:: Exercise description ::
Reproduce word for word the lines from the one containing "indicate the wave lip, one dot per instance" through the end of the lines below, including both ends, and leave out the pictures.

:: Input records ::
____

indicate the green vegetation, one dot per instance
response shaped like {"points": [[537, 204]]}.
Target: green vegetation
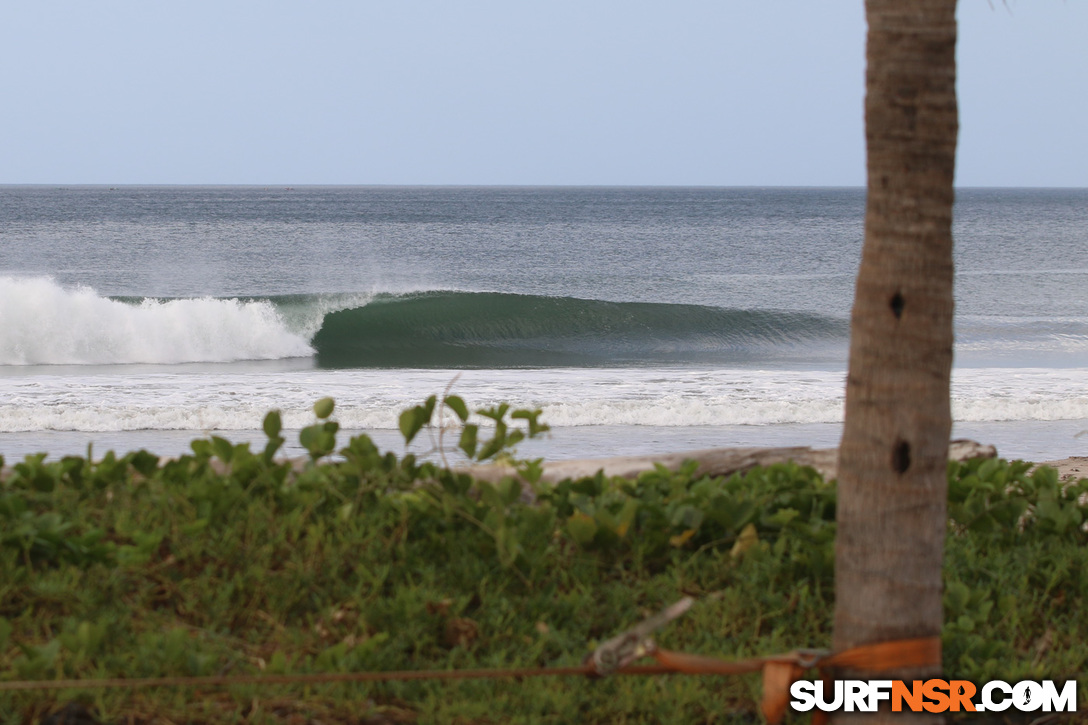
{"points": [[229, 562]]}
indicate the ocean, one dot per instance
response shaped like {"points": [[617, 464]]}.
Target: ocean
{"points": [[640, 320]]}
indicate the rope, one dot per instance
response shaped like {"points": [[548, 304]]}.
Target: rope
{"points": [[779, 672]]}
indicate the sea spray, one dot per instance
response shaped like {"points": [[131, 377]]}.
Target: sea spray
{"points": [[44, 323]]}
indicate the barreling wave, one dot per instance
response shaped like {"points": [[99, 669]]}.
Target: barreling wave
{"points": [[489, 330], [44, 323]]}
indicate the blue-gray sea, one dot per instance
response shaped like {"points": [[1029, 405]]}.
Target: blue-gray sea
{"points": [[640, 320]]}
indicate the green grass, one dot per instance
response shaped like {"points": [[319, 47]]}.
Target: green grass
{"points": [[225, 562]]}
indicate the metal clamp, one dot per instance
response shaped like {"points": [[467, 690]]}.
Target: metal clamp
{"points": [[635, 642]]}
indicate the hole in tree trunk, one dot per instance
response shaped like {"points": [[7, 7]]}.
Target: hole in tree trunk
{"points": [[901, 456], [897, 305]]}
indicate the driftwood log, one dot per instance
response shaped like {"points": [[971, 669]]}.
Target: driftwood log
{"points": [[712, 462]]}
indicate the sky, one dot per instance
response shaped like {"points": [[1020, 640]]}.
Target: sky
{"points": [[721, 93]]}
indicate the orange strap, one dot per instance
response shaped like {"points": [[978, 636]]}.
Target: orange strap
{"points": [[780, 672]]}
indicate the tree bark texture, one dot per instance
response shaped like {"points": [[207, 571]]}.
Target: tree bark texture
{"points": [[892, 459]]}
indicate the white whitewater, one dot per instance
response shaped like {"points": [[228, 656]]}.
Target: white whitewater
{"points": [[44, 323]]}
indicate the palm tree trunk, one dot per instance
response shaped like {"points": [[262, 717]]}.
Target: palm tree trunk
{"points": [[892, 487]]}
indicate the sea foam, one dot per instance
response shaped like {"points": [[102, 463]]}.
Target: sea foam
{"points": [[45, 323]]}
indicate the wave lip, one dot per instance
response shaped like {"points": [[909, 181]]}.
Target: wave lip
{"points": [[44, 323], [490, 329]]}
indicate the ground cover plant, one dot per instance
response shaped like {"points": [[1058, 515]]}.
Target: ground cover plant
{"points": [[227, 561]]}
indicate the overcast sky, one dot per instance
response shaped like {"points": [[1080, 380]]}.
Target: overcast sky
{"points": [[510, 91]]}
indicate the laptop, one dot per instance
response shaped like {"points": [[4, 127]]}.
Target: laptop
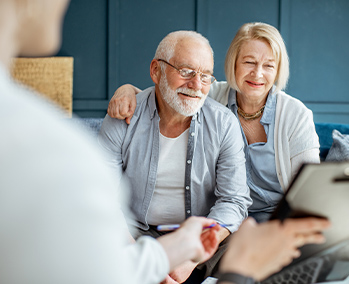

____

:: Exercise response ::
indicate the wave lip, one dot per instance
response shaped like {"points": [[909, 181]]}.
Target: wave lip
{"points": [[44, 323], [490, 329]]}
indicate the ground cover plant, one dot per instance
response shaped like {"points": [[1058, 515]]}.
Target: ground cover plant
{"points": [[227, 561]]}
indicate the overcast sky, one dot per instance
response shaped like {"points": [[1080, 380]]}.
Target: overcast sky
{"points": [[510, 91]]}
indicate the laptop, one dot per instance
response shaped like {"points": [[4, 127]]}.
Target: laptop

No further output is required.